-- Start of Stored records --
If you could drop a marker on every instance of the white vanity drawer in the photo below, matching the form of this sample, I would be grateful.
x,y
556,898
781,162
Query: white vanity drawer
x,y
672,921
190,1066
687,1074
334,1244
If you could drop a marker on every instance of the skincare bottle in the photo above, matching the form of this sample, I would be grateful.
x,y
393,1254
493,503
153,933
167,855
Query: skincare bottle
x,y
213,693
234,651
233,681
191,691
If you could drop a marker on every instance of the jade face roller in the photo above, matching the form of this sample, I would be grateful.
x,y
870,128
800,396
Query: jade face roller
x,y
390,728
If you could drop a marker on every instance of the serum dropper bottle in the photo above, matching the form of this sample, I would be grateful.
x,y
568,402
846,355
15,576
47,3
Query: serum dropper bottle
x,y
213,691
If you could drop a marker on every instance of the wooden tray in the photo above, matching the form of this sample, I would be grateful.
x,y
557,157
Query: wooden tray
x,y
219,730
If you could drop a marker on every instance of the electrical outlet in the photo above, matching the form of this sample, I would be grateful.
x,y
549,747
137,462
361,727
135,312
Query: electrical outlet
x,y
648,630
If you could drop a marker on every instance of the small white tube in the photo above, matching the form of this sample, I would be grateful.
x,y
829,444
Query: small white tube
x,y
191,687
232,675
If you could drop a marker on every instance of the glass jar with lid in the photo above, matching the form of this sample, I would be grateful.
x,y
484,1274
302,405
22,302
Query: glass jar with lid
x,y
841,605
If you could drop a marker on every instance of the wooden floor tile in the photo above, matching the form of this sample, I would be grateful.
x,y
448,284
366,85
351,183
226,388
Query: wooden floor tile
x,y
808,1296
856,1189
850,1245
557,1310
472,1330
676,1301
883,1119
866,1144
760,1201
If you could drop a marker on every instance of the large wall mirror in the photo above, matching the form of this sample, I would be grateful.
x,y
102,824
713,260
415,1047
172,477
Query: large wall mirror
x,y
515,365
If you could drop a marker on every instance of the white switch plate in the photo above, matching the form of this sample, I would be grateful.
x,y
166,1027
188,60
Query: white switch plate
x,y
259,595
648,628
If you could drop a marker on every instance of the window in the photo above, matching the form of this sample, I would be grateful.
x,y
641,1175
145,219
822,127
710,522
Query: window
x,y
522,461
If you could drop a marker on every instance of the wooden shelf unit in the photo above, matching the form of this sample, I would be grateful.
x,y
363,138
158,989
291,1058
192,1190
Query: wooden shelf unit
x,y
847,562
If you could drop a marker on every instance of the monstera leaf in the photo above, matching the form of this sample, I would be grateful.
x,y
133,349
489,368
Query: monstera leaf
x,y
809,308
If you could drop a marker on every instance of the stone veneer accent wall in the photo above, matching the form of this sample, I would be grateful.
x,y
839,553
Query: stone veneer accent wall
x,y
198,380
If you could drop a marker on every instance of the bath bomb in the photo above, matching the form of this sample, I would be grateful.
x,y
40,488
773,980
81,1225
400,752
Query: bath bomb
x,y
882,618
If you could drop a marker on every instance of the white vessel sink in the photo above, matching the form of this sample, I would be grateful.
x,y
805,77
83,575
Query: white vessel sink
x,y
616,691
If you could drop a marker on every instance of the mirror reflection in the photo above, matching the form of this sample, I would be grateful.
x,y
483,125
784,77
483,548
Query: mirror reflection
-- End of Stored records --
Please copy the entries word for word, starting at the line that contains "of the stone" and continuing through the last line of the entries.

If you could drop a marker on every instance of the stone veneer accent wall in the photo above, matching the form of this sample, I would be grateful.
x,y
839,553
Query: stone veneer accent wall
x,y
198,380
If you could drop a marker on every instance of the bath bomb in the photo above, matching the form of this sample, I would be grateful.
x,y
40,488
773,980
81,1225
400,752
Query: bath bomb
x,y
882,618
If you could drop a marker on every instance of the white vessel sink in the photo above, matching the form of this sample, I would be grateful.
x,y
805,77
83,575
Query: white vessel sink
x,y
616,691
If you could drop a marker on every instance of the mirror reflection in the photo above, matching the form of this sample, I would be grateful.
x,y
483,125
784,77
483,548
Query: mirror reflection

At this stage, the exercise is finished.